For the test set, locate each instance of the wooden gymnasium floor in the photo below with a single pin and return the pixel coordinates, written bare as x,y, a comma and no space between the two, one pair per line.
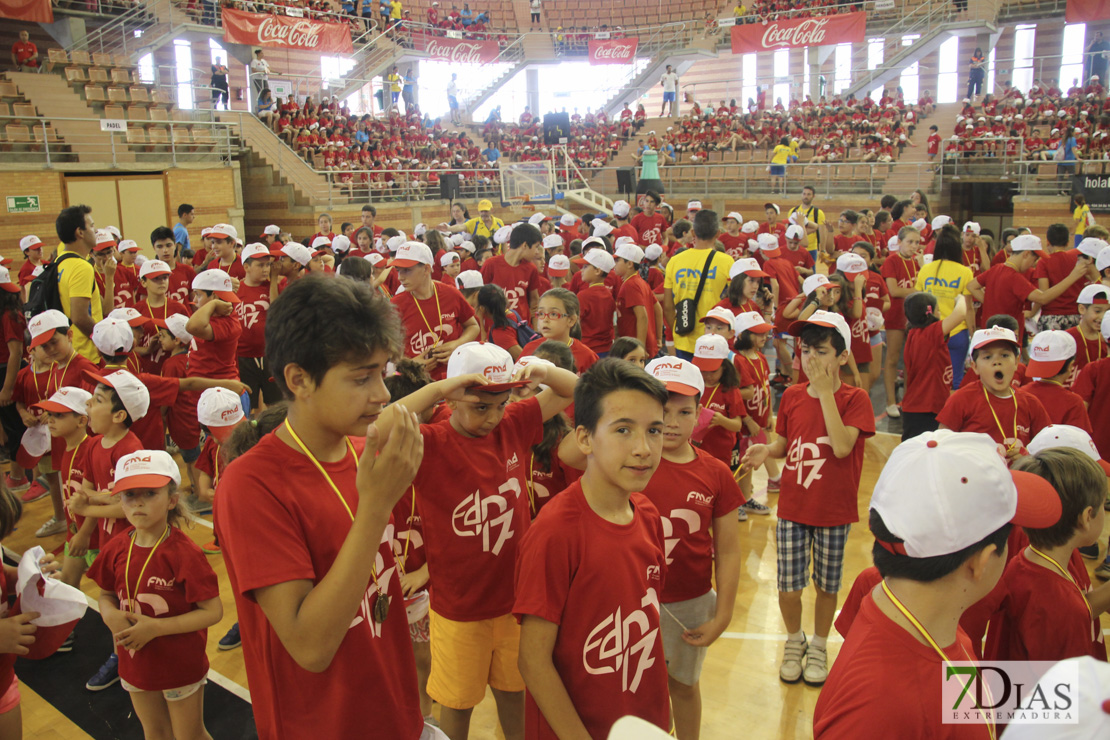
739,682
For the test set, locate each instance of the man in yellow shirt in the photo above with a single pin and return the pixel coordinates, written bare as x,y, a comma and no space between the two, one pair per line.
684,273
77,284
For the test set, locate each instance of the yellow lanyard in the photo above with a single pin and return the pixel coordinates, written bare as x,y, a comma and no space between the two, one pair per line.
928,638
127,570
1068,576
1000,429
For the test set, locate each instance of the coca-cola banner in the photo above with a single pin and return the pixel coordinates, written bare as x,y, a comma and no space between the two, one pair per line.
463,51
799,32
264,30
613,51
---
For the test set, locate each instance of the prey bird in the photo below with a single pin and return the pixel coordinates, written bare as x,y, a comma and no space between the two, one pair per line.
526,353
...
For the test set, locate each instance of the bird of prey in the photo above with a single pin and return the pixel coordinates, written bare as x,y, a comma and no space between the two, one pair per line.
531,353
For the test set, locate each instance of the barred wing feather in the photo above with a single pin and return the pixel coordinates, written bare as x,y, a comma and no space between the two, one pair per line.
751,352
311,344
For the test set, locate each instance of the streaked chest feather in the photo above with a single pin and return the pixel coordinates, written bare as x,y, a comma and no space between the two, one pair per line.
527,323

→ **Task brief**:
Pick out every line in the rows above that contains the word "barred" and copy each one.

→ **Solved problem**:
For the test set, locate each instance of the barred wing feather in the photo above with a single pin and return the pixel coordinates, written bare as x,y, a comma and no space between the two, one pair per line.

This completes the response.